-- SOURCE PASSAGE start --

The performance of EHVC is impressive. In extensive experiments across various video datasets, EHVC consistently outperforms both state-of-the-art traditional video codecs, such as VTM-23.4 (the reference software for H.266/VVC), and leading neural video codecs like DCVC-FM. For example, under a common intra-period 32 configuration, EHVC achieves an average of 17.14% bitrate saving over VTM-23.4. More notably, it saves 10.98% more bitrate than DCVC-FM when compared against VTM-23.4. In a more challenging scenario with intra-period -1 (where only the very first frame is intra-coded), EHVC still delivers an average of 17.04% bitrate saving over VTM-23.4 and an even greater 12.88% more bitrate saving than DCVC-FM.
Beyond raw compression numbers, EHVC also demonstrates superior stability in its quality and reference structures. It exhibits significantly less quality degradation within context generation refresh cycles compared to previous NVCs. While EHVC does have a slightly higher computational complexity than some prior neural codecs, the substantial improvements in compression efficiency and robustness make this a worthwhile trade-off.
This research highlights the importance of explicit hierarchical design in neural video coding, proving that by carefully integrating principles from traditional codecs with the power of deep learning, it’s possible to achieve unprecedented levels of video compression performance and stability.

-- SOURCE PASSAGE end --

> JOB 1
According to the EHVC passage, what average bitrate saving over VTM-23.4 does EHVC achieve under the intra-period 32 configuration?

-- GIVEN DATA start --

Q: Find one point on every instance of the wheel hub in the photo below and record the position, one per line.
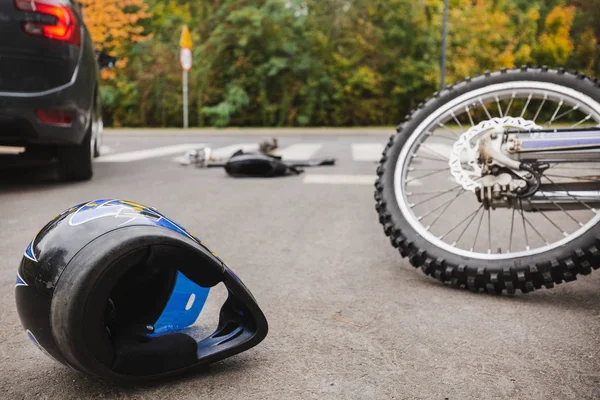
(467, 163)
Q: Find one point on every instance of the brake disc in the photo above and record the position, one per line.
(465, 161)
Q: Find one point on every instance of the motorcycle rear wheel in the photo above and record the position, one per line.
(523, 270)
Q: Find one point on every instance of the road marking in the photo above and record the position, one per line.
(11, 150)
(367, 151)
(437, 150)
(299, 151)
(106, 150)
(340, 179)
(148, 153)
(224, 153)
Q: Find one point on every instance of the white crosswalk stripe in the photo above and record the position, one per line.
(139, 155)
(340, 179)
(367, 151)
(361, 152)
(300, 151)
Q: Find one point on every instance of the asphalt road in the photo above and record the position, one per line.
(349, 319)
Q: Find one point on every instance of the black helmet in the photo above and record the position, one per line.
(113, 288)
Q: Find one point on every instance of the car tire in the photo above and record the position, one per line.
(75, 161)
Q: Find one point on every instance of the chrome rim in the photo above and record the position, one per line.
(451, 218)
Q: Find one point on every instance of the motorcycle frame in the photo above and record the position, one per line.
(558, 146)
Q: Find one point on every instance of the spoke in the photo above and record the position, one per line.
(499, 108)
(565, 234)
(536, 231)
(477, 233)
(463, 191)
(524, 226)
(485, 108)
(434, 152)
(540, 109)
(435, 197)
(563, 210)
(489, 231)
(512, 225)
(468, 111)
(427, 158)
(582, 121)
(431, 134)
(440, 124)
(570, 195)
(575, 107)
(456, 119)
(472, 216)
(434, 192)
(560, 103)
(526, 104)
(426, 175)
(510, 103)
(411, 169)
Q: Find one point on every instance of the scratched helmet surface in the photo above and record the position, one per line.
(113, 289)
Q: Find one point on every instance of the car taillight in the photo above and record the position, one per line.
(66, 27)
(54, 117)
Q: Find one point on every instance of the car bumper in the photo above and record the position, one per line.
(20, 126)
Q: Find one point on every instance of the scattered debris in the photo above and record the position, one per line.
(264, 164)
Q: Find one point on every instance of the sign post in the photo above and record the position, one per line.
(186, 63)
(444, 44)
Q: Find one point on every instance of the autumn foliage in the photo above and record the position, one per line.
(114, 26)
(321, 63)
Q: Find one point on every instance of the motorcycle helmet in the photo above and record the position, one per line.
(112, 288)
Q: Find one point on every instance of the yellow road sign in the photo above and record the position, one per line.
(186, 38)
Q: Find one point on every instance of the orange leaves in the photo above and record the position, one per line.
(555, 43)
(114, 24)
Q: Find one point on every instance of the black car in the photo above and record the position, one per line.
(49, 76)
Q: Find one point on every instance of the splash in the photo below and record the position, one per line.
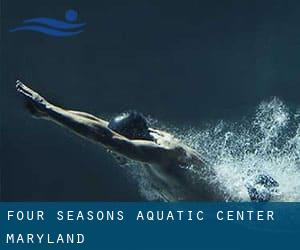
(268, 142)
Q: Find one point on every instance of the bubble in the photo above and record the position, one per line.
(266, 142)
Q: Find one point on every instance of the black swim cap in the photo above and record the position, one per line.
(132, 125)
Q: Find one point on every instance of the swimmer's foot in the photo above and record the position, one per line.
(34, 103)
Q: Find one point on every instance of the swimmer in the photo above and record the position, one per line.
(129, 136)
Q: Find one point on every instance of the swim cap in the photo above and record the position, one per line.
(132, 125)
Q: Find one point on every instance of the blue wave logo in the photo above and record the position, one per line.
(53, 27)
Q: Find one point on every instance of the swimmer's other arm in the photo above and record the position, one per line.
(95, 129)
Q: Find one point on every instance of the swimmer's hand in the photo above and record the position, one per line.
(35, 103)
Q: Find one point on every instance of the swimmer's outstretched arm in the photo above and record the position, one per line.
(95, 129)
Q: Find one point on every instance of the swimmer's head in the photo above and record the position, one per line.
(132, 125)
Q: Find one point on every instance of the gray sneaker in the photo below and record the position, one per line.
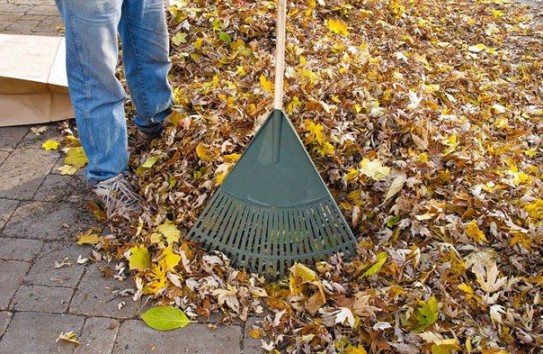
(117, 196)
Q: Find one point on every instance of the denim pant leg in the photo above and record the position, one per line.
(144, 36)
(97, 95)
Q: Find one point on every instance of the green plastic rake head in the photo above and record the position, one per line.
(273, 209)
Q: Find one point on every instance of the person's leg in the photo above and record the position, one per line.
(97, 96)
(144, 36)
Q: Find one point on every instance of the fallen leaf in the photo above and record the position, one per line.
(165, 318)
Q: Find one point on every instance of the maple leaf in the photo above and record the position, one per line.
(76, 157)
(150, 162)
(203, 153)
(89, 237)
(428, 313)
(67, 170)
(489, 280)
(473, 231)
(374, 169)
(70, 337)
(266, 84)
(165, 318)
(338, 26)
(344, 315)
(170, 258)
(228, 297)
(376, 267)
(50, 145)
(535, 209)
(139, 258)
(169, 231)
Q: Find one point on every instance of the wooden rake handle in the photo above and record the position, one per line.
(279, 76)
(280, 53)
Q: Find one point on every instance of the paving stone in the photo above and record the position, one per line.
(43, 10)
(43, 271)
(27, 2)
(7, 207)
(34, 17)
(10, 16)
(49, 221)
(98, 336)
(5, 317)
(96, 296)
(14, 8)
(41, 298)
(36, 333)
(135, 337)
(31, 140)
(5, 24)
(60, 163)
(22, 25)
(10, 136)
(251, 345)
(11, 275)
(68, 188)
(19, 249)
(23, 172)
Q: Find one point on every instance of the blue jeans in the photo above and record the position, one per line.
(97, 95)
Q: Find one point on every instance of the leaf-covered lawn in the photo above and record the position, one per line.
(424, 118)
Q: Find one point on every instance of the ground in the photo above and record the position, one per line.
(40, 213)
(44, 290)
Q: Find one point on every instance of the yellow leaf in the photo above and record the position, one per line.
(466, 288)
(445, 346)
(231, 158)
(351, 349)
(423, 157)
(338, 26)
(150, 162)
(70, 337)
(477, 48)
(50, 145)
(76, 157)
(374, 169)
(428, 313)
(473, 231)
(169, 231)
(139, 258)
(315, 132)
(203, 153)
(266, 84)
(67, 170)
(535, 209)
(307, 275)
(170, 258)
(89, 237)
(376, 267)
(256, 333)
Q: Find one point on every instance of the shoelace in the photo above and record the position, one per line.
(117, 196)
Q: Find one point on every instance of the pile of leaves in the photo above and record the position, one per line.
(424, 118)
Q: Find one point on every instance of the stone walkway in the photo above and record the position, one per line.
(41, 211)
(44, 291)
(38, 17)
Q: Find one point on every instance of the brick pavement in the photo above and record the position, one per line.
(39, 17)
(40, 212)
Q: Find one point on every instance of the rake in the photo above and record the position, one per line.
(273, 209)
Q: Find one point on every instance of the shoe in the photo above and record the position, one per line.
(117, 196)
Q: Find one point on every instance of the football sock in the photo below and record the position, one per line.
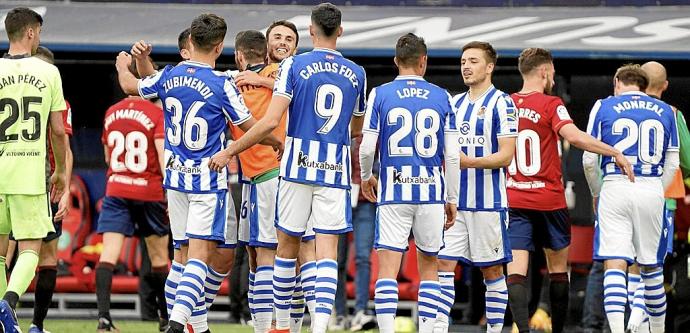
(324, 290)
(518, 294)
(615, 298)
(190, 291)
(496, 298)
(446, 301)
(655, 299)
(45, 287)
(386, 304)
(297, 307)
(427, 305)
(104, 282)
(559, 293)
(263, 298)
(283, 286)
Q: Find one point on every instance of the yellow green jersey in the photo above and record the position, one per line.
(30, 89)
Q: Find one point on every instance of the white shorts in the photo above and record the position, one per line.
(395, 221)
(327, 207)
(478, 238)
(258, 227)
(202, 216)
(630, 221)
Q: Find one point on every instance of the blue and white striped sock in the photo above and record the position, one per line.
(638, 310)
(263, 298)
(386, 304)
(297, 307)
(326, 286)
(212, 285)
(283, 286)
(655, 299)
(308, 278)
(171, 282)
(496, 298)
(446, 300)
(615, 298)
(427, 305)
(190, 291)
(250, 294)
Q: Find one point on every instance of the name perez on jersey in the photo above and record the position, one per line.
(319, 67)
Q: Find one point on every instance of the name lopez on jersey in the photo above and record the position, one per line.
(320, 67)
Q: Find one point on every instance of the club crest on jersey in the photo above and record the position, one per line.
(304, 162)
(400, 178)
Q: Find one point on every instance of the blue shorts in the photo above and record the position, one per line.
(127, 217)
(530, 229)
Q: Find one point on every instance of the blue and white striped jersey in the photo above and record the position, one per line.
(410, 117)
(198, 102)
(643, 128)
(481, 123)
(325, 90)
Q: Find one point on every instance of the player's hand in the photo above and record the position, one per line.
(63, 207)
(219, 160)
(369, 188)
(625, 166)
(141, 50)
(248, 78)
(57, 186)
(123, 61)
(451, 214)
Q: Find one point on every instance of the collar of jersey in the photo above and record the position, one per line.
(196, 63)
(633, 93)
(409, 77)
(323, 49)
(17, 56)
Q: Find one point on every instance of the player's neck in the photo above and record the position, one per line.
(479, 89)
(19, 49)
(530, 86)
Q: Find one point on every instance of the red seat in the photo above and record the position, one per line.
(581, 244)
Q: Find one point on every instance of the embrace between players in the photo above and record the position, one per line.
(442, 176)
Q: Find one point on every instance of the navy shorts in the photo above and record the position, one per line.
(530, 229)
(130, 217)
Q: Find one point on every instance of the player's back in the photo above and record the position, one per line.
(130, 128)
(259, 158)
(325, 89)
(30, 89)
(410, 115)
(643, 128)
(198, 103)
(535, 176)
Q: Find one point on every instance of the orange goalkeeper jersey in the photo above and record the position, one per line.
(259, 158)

-- GIVEN DATA end --

> JOB 2
How many lines of the records contain the string "sock"? Reply with the number only.

> WRITTEN ANSWER 1
17.14%

> WRITTEN ANSWER 2
2